- [Directions]:
Omit every picture and output the rest of the records exactly as they are.

- [Items from a data source]:
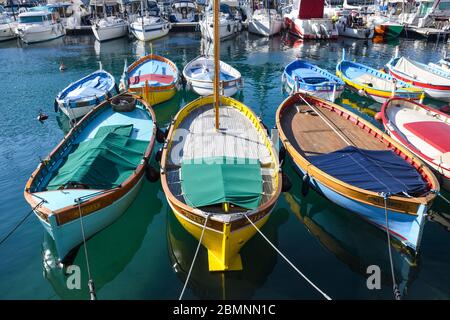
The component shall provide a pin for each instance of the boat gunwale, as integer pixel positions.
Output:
(108, 196)
(394, 203)
(398, 135)
(184, 209)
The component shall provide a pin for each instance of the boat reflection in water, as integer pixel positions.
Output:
(109, 251)
(257, 256)
(352, 240)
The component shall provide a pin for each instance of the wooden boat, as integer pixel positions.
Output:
(423, 130)
(301, 76)
(79, 97)
(219, 171)
(199, 74)
(435, 82)
(154, 77)
(95, 172)
(355, 165)
(373, 83)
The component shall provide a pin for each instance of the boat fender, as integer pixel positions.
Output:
(160, 135)
(158, 155)
(305, 185)
(151, 174)
(286, 184)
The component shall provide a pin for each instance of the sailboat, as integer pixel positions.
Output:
(220, 171)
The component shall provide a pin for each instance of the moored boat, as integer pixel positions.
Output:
(154, 77)
(434, 81)
(425, 131)
(301, 76)
(356, 166)
(79, 97)
(94, 173)
(375, 84)
(199, 75)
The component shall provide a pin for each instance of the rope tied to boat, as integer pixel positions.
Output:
(91, 281)
(195, 257)
(286, 259)
(396, 290)
(21, 222)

- [Finished task]:
The component shall provide a pin for each instance of the boat gunwale, as integer pixel positions.
Output:
(108, 196)
(394, 203)
(398, 135)
(184, 209)
The component shall provide a pin for each instance of the boat reflection in water, as integer pixel positions.
Output:
(109, 251)
(257, 256)
(352, 240)
The component shall provide a pin for each instance of the wooden boat, as integer pixel positions.
Output:
(423, 130)
(301, 76)
(79, 97)
(219, 171)
(199, 74)
(435, 82)
(154, 77)
(95, 172)
(355, 165)
(373, 83)
The component shall provide a pin for each instance of the boat fender, as integer pixel positions.
Output:
(160, 135)
(158, 155)
(305, 185)
(151, 174)
(286, 184)
The component shall provide a pin for each instance of the sailboat, as integer pixel positions.
Output:
(220, 171)
The component shall provide a pin for each instance of the moored boat, as integer pixel positions.
Output:
(154, 77)
(434, 81)
(425, 131)
(301, 76)
(356, 166)
(79, 97)
(94, 173)
(375, 84)
(199, 75)
The component shall provide a pin for each instance of the rope tied to boat, as integer pixel positions.
Output:
(91, 281)
(195, 257)
(286, 259)
(396, 290)
(21, 222)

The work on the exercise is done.